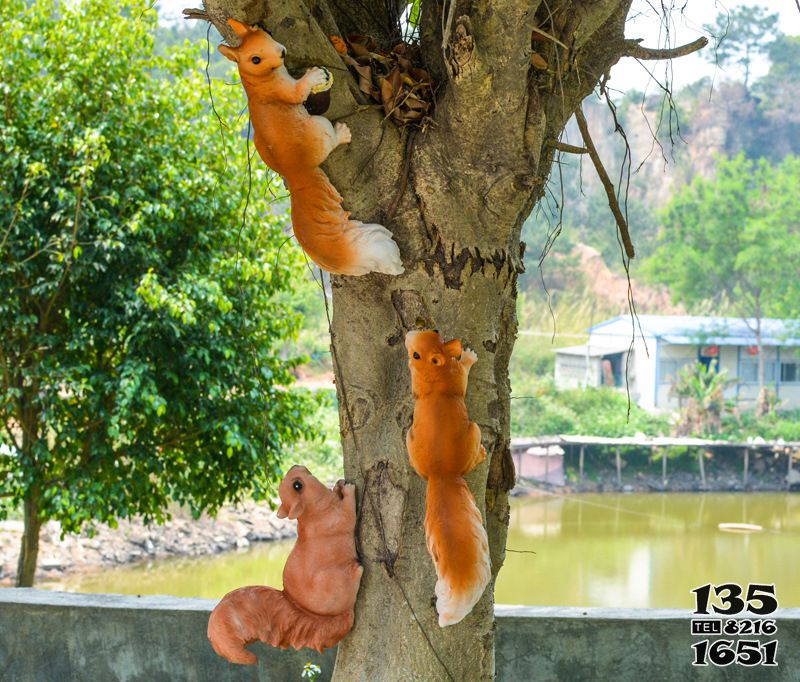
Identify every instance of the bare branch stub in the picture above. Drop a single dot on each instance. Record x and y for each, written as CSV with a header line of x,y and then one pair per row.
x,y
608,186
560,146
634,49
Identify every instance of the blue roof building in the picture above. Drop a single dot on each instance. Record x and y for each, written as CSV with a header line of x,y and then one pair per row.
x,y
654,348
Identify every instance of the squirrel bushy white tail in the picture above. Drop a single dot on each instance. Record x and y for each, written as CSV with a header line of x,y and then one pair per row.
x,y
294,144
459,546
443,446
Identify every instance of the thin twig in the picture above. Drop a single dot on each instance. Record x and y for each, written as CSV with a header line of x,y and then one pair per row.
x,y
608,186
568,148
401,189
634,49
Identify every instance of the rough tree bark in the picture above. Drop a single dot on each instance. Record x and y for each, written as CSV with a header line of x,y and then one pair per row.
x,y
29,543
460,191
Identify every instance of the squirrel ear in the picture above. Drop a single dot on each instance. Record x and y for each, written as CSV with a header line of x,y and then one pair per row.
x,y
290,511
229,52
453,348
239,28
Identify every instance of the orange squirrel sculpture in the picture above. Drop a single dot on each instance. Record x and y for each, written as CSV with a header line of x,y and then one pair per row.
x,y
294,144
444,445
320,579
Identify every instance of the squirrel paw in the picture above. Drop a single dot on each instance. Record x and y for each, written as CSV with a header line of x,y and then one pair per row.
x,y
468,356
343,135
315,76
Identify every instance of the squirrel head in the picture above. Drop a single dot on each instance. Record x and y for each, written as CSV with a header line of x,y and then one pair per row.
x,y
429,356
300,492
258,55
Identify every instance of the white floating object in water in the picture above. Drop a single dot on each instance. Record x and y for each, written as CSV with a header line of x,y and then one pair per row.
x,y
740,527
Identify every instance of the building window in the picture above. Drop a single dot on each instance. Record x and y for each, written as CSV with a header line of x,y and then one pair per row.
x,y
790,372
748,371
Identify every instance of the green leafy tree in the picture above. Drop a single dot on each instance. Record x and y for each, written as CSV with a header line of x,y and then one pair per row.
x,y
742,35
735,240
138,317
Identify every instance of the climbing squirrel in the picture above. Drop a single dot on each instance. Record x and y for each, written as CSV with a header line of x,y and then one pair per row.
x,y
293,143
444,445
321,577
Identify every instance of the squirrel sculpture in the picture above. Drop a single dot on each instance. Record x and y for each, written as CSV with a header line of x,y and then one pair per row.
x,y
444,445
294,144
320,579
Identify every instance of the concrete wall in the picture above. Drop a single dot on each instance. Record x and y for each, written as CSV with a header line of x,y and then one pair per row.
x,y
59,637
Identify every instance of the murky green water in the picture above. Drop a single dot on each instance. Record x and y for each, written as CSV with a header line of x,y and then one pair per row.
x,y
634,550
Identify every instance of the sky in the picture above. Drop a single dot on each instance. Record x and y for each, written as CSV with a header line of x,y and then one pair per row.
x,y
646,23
● ● ● ●
- Stated goal
Update the listing above, changing every "Drop a single dot" to "Place one point" and keeping everything else the same. Leave the pictures out of your version.

- Solution for this problem
Identify every instance of the bare branch stub in the picture above. Place one point on each instance. Record x and y for each, written as CSV with a header line of x,y and then one pair per row.
x,y
608,186
560,146
634,49
Identify every instance of the blue roof building in the picture above. Place one point on each instance. Record x and y for each, written as CSV with a header line of x,y and then one pair per row.
x,y
654,348
Identify every instance of the squirrel bushy white tail in the picture above. Place one point on each instance. Record x and y for each, written as CSV with a header line of x,y and then one pair per row.
x,y
294,144
459,546
443,446
Identify every instance of the thin twig in the picture above. Place one point on each instance. Record x and y for each, written as CSV with a header line of x,y and then one pair per row.
x,y
608,186
568,148
401,189
634,49
Identify every instance of the rough tree bark in the picture above. Place one point on each instance. Record x and y for each, written as CSV with a header line of x,y and then one pair per row.
x,y
29,543
460,191
Identify every instance of the squirrel ear in the picture above. Place one point on each instance. Record x and y for each, written as CSV with a header line of x,y and then one pair per row.
x,y
290,511
229,52
453,348
239,28
Identify every instance of the orange squirrel sculpture in the picture above. Place one point on each instance. Record x and y for each, written as CSV with a header line of x,y and then one pair per row.
x,y
294,144
444,445
320,579
Identify every instance of the squirrel paw in the picture above. Place one point on each instance. Record x and y for each, written as CSV with a header line of x,y and then one pair per row.
x,y
468,356
343,135
315,76
Identify every instance of the squirrel head in the picture above. Place one point on each instance. Record x and y for each, written as CSV with a header line of x,y and then one pair per row.
x,y
429,356
300,492
258,55
Identify every instance of the white floating object in water in the picture above. Place one point on each instance. Record x and y for each, written as CSV with a header line of x,y and then one pair per row.
x,y
740,527
Identify every instance of the building window in the picture above. Place one point on each instance. Record x and y for each, written as CSV with a header line of x,y and then one pair per row.
x,y
790,372
748,371
Identify every instance of the green leafy tree in the picture above. Place one point on each instance. Record x and y for each, written as CSV with a header line of x,y and then one pair per row.
x,y
742,35
735,240
138,317
Identify every instance of the climbing squirrel in the picture above. Place one point on each instance. Record x and y for each, written as CSV with a header line of x,y and then one pair per row.
x,y
293,143
444,445
321,577
Identify every instance of the squirrel sculpture in the picture above. Place one point on each instance. Record x and y for each, written as CSV with a header line of x,y and then one pair per row.
x,y
444,445
294,144
320,579
Identify every instance of the concrete wall in the picture above. Place one point on each instance. Record x and y for each, written as CSV with a header line of x,y and then one pair per row.
x,y
59,637
Identify every instance of the murky green water in the picture above. Place one point on each instance. Record x and y for each, written as CSV with a header line of x,y and then one pair per row.
x,y
634,550
Identify every instance of the sky in the picture above. Place one point on each instance. Record x and y for each, written as CSV with a header line of x,y and then one pair per row.
x,y
646,23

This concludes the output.